> **What to work on**
(a) Quote everything in the forum thread about the missing IP address from "Anyone any ideas" down to "PPPoE, PPPTP, Tunnel).".
(b) Extend the forum thread about the missing IP address, picking up right after its final sentence.

Anyone any ideas where the IP address has gone?

----------

## julot

It could be a bad generated tcp/ip packet, so that could be a reason from the lack of ip header, or a IPV6 packet, or even another type of packet (UDP, PPPoE, PPPTP, Tunnel).

See 2.0 and 1.4

 *Quote:*   

> 
> 
> 2.7. The lack of unique identifiers 
> 
>  When the Internet was still young, back in the 1980's, one could use an IP address to safely identify and locate a host. Addresses were both spatially unique (no one else had an identical address) and temporally unique (addresses didn't change). However, this is no longer the case [RFC2101]. Today, IP addresses may exhibit seemly strange behavior that makes identifying and locating hosts much harder. The widespread use of protocols such as PPP/SLIP [RFC1990] and DHCP [RFC1541] allow a specific host's address to change over time: per-connection in the case of PPP/SLIP, while DHCP allows hosts to "lease" IP addresses for arbitrary lengths of time. On even larger time scales, details in the current Internet routing structure (i.e., Classless InterDomain Routing, "CIDR" [RFC1519]) may require that if a domain changes service providers, they will have to change their assigned range of IP addresses. Firewalls, proxy socket servers, and other "Network Address Translators" further complicate the use of IP addresses as identifiers, because they may translate addresses as traffic moves between the internal and external networks. Different hosts may appear to be using identical IP addresses, or different IP addresses may be the same host. Thus, IP addresses can no longer be used to uniquely identify a host, even over short time periods. Any security schemes which rely upon IP addresses remaining temporally or spatially unique may have vulnerabilities.

> **Rows**

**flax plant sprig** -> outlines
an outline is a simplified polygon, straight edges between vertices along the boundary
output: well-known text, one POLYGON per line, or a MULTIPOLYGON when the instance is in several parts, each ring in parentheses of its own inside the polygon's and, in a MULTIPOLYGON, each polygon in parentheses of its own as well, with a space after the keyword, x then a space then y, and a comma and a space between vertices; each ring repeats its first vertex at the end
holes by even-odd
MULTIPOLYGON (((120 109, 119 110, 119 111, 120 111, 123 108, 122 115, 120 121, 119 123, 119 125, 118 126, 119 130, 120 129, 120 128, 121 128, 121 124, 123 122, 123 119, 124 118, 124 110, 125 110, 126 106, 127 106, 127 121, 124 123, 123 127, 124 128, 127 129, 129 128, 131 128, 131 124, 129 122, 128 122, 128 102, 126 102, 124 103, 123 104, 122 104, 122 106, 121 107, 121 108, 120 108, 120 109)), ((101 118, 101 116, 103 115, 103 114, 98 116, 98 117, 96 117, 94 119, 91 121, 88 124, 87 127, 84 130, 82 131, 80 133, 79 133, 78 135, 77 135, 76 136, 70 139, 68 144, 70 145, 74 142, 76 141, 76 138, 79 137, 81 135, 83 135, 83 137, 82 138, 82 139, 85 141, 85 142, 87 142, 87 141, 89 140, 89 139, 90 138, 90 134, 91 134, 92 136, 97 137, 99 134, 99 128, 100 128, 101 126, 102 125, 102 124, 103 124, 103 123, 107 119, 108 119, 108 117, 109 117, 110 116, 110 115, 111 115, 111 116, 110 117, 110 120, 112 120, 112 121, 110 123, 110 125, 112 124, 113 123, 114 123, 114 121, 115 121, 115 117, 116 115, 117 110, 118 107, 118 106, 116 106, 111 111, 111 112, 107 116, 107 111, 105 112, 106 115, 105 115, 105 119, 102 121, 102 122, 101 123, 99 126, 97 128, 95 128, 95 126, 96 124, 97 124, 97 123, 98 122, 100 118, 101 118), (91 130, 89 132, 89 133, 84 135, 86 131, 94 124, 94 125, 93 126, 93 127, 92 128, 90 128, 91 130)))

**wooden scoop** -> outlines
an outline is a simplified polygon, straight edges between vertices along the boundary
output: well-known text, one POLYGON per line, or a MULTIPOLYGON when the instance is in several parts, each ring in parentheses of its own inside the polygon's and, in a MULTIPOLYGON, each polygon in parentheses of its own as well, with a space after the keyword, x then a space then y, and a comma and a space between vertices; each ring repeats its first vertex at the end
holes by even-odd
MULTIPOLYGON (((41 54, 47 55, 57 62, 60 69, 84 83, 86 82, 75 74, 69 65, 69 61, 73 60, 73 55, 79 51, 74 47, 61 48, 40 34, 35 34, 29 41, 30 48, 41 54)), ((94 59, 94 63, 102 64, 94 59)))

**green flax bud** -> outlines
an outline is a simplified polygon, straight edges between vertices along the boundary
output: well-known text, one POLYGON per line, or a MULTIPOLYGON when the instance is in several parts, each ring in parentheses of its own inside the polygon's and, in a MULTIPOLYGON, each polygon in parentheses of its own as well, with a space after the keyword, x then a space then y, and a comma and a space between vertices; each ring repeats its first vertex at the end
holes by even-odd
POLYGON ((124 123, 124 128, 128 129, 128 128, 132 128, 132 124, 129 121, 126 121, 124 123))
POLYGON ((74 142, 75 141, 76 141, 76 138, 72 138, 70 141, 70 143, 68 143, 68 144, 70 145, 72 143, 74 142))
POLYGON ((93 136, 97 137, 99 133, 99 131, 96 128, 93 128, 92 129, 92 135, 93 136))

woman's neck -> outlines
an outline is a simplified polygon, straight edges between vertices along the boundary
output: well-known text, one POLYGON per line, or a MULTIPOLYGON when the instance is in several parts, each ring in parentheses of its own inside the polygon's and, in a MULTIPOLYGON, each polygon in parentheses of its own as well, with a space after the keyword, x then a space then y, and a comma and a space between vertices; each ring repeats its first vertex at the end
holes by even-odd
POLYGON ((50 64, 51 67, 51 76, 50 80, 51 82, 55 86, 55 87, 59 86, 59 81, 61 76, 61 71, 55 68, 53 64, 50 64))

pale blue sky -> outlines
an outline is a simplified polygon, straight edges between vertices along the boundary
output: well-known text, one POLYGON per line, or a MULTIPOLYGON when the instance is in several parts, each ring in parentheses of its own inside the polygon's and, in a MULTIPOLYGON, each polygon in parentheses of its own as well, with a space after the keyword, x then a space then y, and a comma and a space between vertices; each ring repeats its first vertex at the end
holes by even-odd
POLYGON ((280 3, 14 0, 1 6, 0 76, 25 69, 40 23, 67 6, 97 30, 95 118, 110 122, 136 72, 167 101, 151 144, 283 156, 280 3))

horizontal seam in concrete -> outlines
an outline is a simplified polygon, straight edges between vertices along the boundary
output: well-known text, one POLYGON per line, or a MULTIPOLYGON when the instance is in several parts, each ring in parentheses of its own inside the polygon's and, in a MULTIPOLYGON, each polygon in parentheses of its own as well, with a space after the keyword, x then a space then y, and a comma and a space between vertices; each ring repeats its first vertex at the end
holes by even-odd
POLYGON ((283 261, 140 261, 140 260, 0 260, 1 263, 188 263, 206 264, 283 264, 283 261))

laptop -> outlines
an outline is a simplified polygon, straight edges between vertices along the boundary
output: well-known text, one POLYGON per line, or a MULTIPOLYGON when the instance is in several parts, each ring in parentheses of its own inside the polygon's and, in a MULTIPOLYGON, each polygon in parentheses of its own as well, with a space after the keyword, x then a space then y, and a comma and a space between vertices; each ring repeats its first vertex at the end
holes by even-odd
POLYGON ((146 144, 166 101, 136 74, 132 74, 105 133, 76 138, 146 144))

> **Expected responses**
(a)
Anyone any ideas where the IP address has gone?

----------

## julot

It could be a bad generated tcp/ip packet, so that could be a reason from the lack of ip header, or a IPV6 packet, or even another type of packet (UDP, PPPoE, PPPTP, Tunnel).

(b)
> ...

 

[url]

http://www.linuxsecurity.com/resource_files/documentation/tcpip-security.html

[/url]

Greetings

----------

## lazyleopard

I don't think that's the cause of this particular message, which I'm seeing even when local hosts with good connectivity are involved. It started happening after glibc-2.3.5-r3 and openssh-4.2_p2-r1 were installed. Unfortunately they both appeared in the same emerge so I'm not certain which one is responsible, but I suspect the glibc change is more likely the cause...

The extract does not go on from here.